Task item: Nothing in the data may be changed; retype all of it.

Point localization data:

• • •

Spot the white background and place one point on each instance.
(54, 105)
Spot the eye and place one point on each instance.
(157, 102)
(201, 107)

• • •

Task output:
Spot the white background and place one point on each instance.
(54, 105)
Spot the eye and place one point on each instance.
(157, 102)
(201, 107)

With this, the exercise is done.